## TASK LIST:
a. Which categories is the article on blockchain in banking filed under?
b. Which lines in the listing contain the string "stem"? Locate each one and copy it out, treating uppercase and lowercase as different.

## READING TEXT:
How blockchain technology is disrupting the banking industry

Mon, Jun 12, 20235 min read

Category: Business Stories / Blockchain / FinTech

In the early days of blockchain, many thought the technology will be a major threat to the traditional banking industry. But, as the years went by, it became more and more clear that blockchain adoption, rather than a peril, might be a huge opportunity for banks worldwide if applied wisely. Let’s take a closer look at the current state of blockchain technology adoption in traditional banking. 

The crypto industry started with grand ideas of its users ditching the intermediaries (like traditional banks) when dealing with assets, and switching to decentralized exchanges and wallets. But as events of 2022 showed us, it might not always be the safest idea. Traditional banks for a long time were hesitant to join the crypto bandwagon, but as statistics show us, more and more of them are exploring the possibilities that blockchain brings. 

The rise of CBDCs

Central Bank Digital Currency (CBDC) is a digital version of the currency issued by the government, that isn’t pegged to any physical commodities. The main difference between CBDCs and cryptocurrencies is that the former is very much centralized - issued and operated by the state. According to McKinsey’s report, there are currently 87 countries actively exploring the concept of CBDC.

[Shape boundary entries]
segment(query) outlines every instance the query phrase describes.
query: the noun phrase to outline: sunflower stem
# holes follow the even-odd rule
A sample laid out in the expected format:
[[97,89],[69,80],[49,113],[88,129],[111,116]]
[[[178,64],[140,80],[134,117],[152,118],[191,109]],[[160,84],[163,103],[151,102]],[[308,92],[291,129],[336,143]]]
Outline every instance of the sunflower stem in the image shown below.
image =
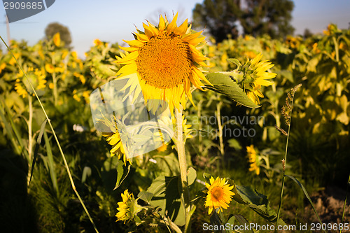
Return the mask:
[[56,72],[55,71],[55,57],[53,57],[53,53],[51,54],[51,61],[53,65],[53,73],[52,73],[52,83],[53,83],[53,101],[55,103],[55,106],[57,106],[57,99],[58,99],[58,93],[57,93],[57,78],[56,77]]
[[180,175],[181,178],[182,195],[186,210],[186,225],[185,233],[190,232],[190,192],[188,190],[187,182],[187,162],[186,154],[185,153],[185,143],[183,142],[183,129],[182,126],[182,113],[183,107],[180,104],[178,109],[175,108],[175,119],[176,120],[176,146],[178,156],[178,164],[180,167]]
[[38,94],[36,93],[36,91],[35,90],[34,87],[33,87],[33,85],[31,84],[31,83],[30,82],[29,79],[28,78],[28,76],[27,76],[27,73],[24,72],[24,71],[22,68],[22,66],[20,64],[20,63],[18,63],[18,61],[17,60],[17,58],[15,57],[15,55],[13,55],[13,52],[10,49],[10,48],[8,48],[8,45],[7,45],[7,43],[4,41],[4,38],[2,38],[1,36],[0,36],[0,39],[1,39],[2,42],[5,44],[5,46],[6,46],[7,49],[8,50],[8,51],[10,51],[10,52],[11,53],[13,57],[15,58],[15,60],[16,61],[16,63],[18,64],[18,66],[20,67],[20,69],[22,71],[22,72],[24,75],[25,78],[27,79],[27,80],[29,83],[29,85],[30,85],[31,90],[33,90],[33,92],[34,93],[35,97],[36,97],[36,99],[38,99],[38,103],[40,104],[40,106],[41,107],[41,109],[43,110],[43,113],[45,115],[45,118],[48,120],[48,123],[50,125],[50,128],[52,130],[52,135],[53,135],[53,136],[54,136],[54,138],[55,138],[55,141],[56,141],[56,142],[57,143],[58,149],[59,149],[59,153],[61,153],[61,155],[62,157],[62,160],[63,160],[63,162],[64,163],[64,167],[66,167],[66,170],[67,171],[68,176],[69,177],[69,181],[71,181],[71,187],[73,188],[73,190],[76,193],[78,199],[79,199],[79,202],[80,202],[80,204],[81,204],[81,205],[83,206],[83,209],[84,209],[84,211],[85,211],[86,214],[88,215],[88,217],[89,218],[89,220],[90,220],[92,226],[94,227],[94,229],[95,232],[97,233],[99,233],[99,231],[97,230],[97,228],[96,227],[96,225],[94,225],[94,220],[91,218],[91,216],[90,215],[89,211],[88,211],[88,209],[86,209],[86,206],[85,206],[84,202],[83,202],[83,199],[81,199],[80,196],[79,195],[79,193],[78,192],[78,190],[76,188],[76,185],[74,185],[74,181],[73,181],[73,177],[72,177],[72,176],[71,174],[71,170],[70,170],[69,167],[68,166],[68,163],[67,163],[67,162],[66,160],[66,157],[64,156],[64,154],[63,153],[63,150],[62,150],[62,148],[61,147],[61,144],[59,143],[59,141],[58,141],[58,138],[57,138],[57,136],[56,135],[56,133],[55,132],[55,129],[53,129],[52,125],[51,124],[51,120],[50,120],[50,118],[48,116],[46,111],[45,110],[45,108],[43,106],[43,103],[41,103],[41,101],[40,100],[40,98],[38,96]]
[[[31,161],[31,154],[33,152],[33,132],[31,128],[33,123],[33,99],[30,93],[28,93],[28,104],[29,108],[29,117],[28,118],[28,161]],[[31,169],[28,169],[28,185],[29,185],[30,174]]]

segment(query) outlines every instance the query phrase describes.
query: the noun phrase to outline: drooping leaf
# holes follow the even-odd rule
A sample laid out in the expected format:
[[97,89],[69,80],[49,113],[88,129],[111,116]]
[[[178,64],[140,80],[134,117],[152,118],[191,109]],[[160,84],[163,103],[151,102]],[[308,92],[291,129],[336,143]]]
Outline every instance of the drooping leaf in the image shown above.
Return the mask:
[[85,166],[83,169],[83,174],[81,175],[81,183],[85,183],[86,178],[91,176],[91,168]]
[[167,211],[169,218],[178,226],[186,223],[186,210],[181,200],[181,188],[180,176],[160,176],[147,189],[148,192],[153,195],[150,206],[160,208],[159,213],[162,216]]
[[206,85],[205,87],[214,92],[223,94],[239,104],[248,108],[255,108],[259,105],[253,102],[244,93],[243,89],[230,76],[220,73],[210,73],[206,78],[213,84],[213,86]]
[[[238,220],[238,222],[239,223],[239,225],[244,225],[244,226],[250,225],[250,223],[249,223],[249,222],[248,222],[246,218],[240,214],[235,214],[231,218],[234,218],[233,219],[234,222],[234,218],[236,218]],[[250,229],[250,227],[249,227],[249,229]],[[254,233],[254,231],[253,230],[246,230],[246,227],[244,227],[242,232]]]
[[121,160],[118,161],[117,164],[117,182],[115,183],[115,187],[114,187],[113,190],[120,186],[122,181],[127,178],[127,174],[130,171],[131,165],[128,164],[127,167],[124,166],[124,162]]
[[305,188],[304,188],[304,185],[300,182],[299,182],[299,181],[297,180],[294,176],[288,176],[288,175],[286,175],[286,176],[292,179],[294,182],[295,182],[301,188],[302,192],[304,192],[304,195],[305,195],[305,197],[307,198],[307,199],[310,202],[311,206],[312,206],[312,209],[314,209],[314,212],[315,212],[315,214],[317,216],[317,218],[318,219],[318,221],[320,222],[321,225],[322,225],[322,221],[321,220],[320,217],[318,216],[318,214],[317,213],[317,211],[316,211],[315,206],[314,206],[314,204],[312,203],[312,201],[310,198],[310,196],[309,196],[307,191],[305,190]]
[[[234,200],[248,206],[269,222],[276,223],[277,215],[270,207],[266,196],[248,186],[235,186],[234,192],[236,194],[232,197]],[[279,224],[286,225],[281,219]]]
[[38,139],[36,139],[36,145],[35,145],[34,155],[33,157],[33,162],[31,163],[31,169],[30,171],[30,178],[29,182],[28,183],[28,186],[29,186],[30,181],[31,181],[31,177],[33,176],[33,171],[34,171],[35,162],[36,160],[36,157],[38,157],[38,151],[39,150],[40,143],[41,143],[41,139],[43,138],[43,134],[45,131],[45,126],[46,125],[47,120],[45,120],[41,124],[41,127],[40,127],[39,135],[38,136]]

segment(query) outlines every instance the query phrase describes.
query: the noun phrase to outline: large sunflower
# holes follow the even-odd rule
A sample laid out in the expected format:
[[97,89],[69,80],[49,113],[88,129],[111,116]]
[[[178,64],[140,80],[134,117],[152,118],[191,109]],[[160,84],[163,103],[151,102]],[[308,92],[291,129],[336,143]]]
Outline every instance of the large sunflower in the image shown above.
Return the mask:
[[[168,102],[170,110],[186,106],[186,96],[193,103],[191,85],[203,90],[201,82],[210,83],[199,69],[206,66],[204,57],[196,47],[205,37],[202,31],[191,31],[188,20],[176,25],[178,14],[169,22],[160,15],[158,27],[148,22],[143,24],[144,32],[137,29],[133,41],[124,41],[130,47],[120,47],[126,51],[116,57],[116,63],[124,64],[117,76],[137,73],[130,78],[125,89],[130,87],[129,93],[135,95],[142,91],[146,101],[162,99]],[[139,83],[139,85],[138,85]]]
[[231,190],[234,186],[227,184],[226,179],[217,177],[214,180],[214,177],[210,178],[210,183],[205,183],[205,186],[208,189],[205,206],[209,207],[208,213],[211,214],[213,209],[219,208],[219,211],[222,208],[227,209],[228,204],[231,202],[232,196],[235,195]]

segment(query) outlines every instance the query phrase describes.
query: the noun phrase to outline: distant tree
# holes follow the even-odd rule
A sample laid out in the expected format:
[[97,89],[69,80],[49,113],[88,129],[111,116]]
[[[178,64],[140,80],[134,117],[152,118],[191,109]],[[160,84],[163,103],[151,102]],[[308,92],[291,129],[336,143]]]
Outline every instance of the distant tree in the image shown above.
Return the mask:
[[206,27],[218,41],[230,34],[269,34],[272,38],[293,34],[290,22],[294,3],[291,0],[204,0],[193,10],[195,25]]
[[57,32],[59,32],[61,40],[64,42],[64,46],[69,48],[71,43],[71,37],[68,27],[58,22],[51,22],[45,29],[45,35],[48,39],[52,38]]
[[236,38],[239,8],[240,0],[204,0],[193,10],[193,24],[208,28],[218,42],[227,38],[228,34]]

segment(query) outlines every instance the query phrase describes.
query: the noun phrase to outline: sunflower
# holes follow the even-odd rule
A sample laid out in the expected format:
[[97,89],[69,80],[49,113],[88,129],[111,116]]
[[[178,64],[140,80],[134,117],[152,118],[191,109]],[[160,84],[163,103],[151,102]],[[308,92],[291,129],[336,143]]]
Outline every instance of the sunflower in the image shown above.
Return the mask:
[[112,146],[112,148],[109,151],[111,157],[117,155],[119,160],[122,159],[124,165],[126,166],[127,161],[131,163],[131,160],[129,159],[122,146],[120,134],[116,127],[115,117],[113,116],[113,118],[114,122],[102,115],[100,119],[97,120],[97,124],[99,125],[99,127],[104,129],[102,133],[102,136],[106,137],[106,141],[109,145]]
[[61,44],[61,36],[59,36],[59,32],[53,35],[52,41],[55,45],[59,47],[59,45]]
[[228,204],[231,202],[232,196],[234,192],[230,191],[234,186],[230,186],[227,184],[225,178],[217,177],[214,180],[214,177],[210,178],[210,183],[205,183],[205,186],[208,189],[206,199],[205,200],[205,206],[209,207],[209,214],[219,208],[219,211],[223,211],[222,208],[227,209]]
[[260,173],[260,163],[259,163],[259,157],[256,154],[256,151],[254,149],[254,146],[251,145],[250,146],[246,147],[246,153],[248,160],[250,163],[249,171],[254,171],[257,175],[259,175]]
[[[28,68],[27,71],[27,78],[24,79],[22,82],[20,78],[23,78],[23,73],[19,73],[17,75],[18,78],[16,79],[16,83],[15,84],[15,90],[16,92],[22,96],[22,98],[24,98],[28,94],[27,90],[31,90],[31,87],[30,87],[29,83],[28,80],[30,81],[33,87],[36,90],[39,90],[44,89],[46,87],[46,80],[45,78],[45,71],[43,69],[39,70],[36,69],[34,70],[33,67]],[[24,85],[23,85],[24,84]],[[29,91],[31,93],[31,91]]]
[[253,59],[242,66],[241,70],[244,73],[244,90],[246,95],[255,104],[259,104],[259,97],[263,98],[264,95],[260,91],[261,86],[270,86],[274,84],[268,80],[276,77],[276,73],[267,72],[267,70],[274,66],[273,64],[267,60],[261,61],[262,55],[258,54]]
[[186,97],[193,104],[192,85],[203,90],[201,80],[211,85],[199,69],[206,66],[207,58],[196,48],[205,38],[200,36],[202,31],[191,31],[188,20],[177,27],[177,17],[178,13],[169,22],[160,15],[158,27],[148,22],[143,24],[144,31],[136,28],[135,39],[124,41],[130,47],[120,47],[125,54],[121,52],[115,61],[125,65],[117,73],[119,78],[137,73],[126,84],[129,93],[142,92],[146,102],[164,100],[172,112],[179,104],[185,108]]
[[117,217],[116,222],[124,221],[125,223],[125,221],[133,219],[142,207],[137,204],[134,195],[130,193],[128,190],[122,193],[122,201],[118,203],[118,212],[115,214],[115,217]]

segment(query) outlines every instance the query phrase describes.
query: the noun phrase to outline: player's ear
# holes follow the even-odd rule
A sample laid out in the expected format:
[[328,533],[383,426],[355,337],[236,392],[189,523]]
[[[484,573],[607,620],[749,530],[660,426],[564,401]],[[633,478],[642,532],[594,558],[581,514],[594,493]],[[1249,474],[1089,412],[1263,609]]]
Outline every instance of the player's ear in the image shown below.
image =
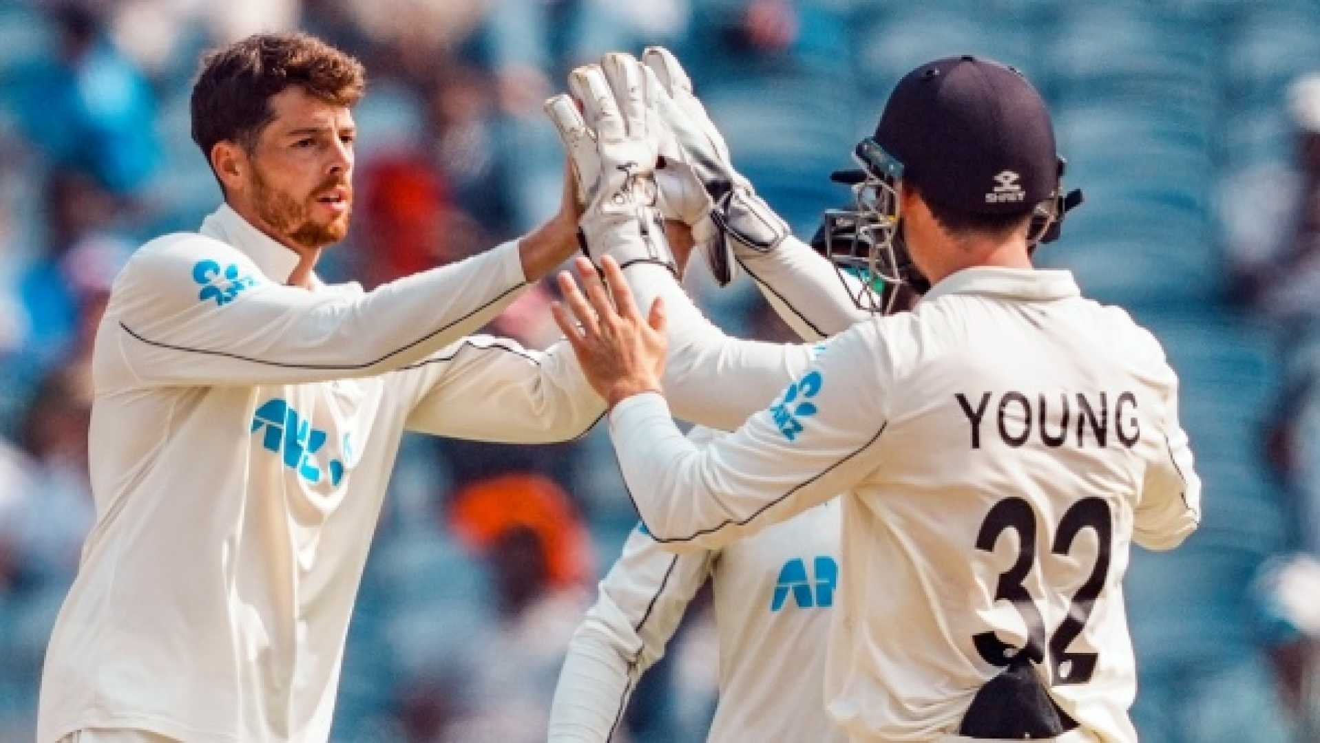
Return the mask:
[[211,169],[226,191],[242,190],[248,168],[247,149],[238,143],[220,140],[211,146]]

## FINAL ANSWERS:
a. Business Stories, Blockchain, FinTech

b.
query: the noun phrase to outline: sunflower stem
Outline every instance of the sunflower stem in the image shown below.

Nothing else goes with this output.